Which lines of the data below hold "positive"? Copy each of them.

***** TASK INPUT

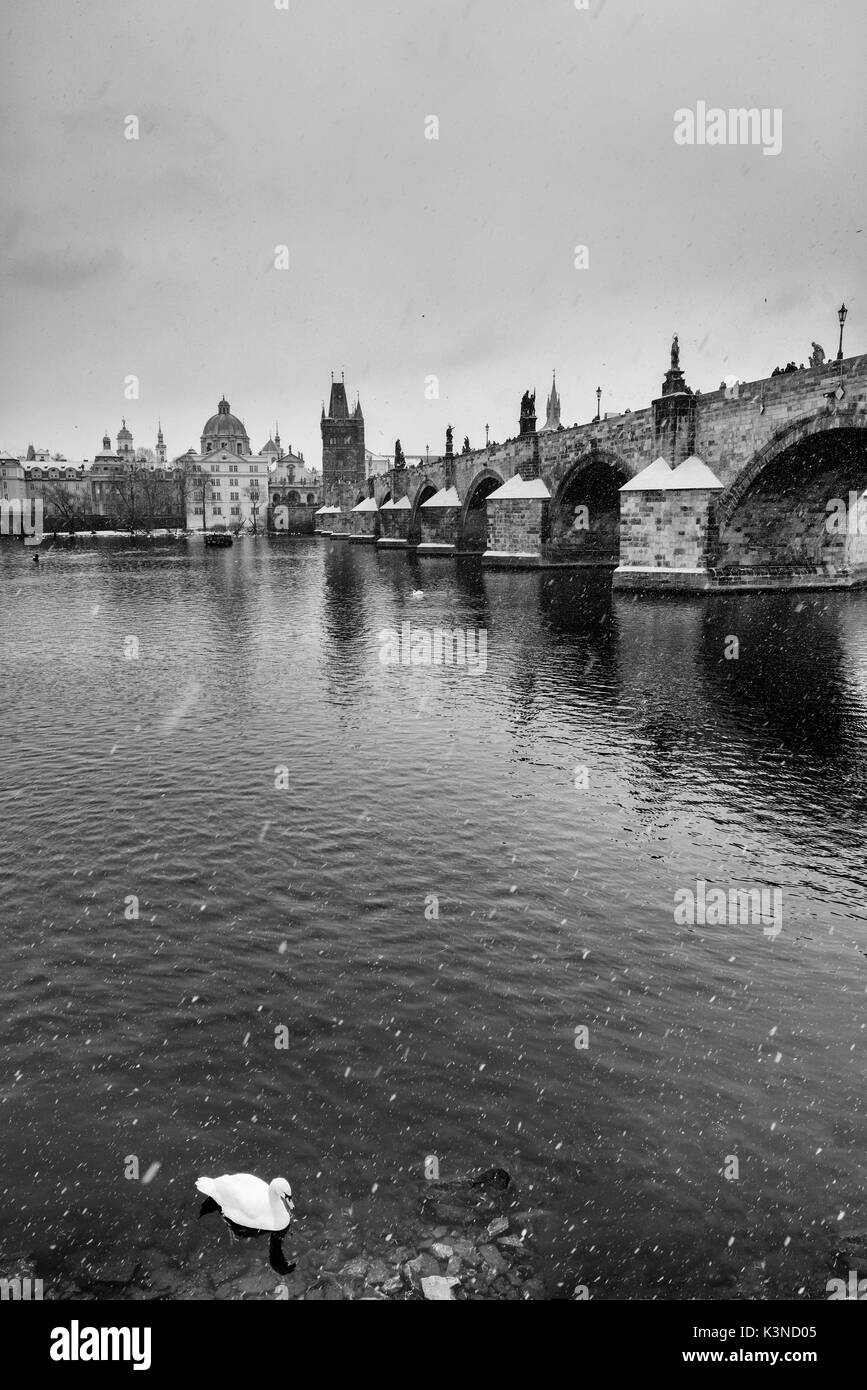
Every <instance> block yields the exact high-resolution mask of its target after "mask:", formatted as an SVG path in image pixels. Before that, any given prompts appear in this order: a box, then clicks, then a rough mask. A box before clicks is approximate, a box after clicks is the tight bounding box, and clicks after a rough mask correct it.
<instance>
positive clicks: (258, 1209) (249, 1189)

**********
***** TASK INPUT

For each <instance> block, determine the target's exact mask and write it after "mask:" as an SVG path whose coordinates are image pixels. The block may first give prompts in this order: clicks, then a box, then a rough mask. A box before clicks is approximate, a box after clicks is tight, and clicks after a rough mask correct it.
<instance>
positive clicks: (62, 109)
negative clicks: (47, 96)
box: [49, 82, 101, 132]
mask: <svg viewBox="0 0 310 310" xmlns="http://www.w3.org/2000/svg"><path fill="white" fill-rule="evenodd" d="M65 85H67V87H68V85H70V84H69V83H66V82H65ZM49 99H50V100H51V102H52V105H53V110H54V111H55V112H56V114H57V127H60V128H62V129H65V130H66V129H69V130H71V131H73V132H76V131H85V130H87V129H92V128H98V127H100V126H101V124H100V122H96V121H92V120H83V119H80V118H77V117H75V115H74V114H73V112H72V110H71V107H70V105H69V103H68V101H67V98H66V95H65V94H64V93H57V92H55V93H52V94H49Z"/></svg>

**********

**TASK SOLUTION:**
positive clicks: (258, 1209) (249, 1189)
positive clicks: (62, 109)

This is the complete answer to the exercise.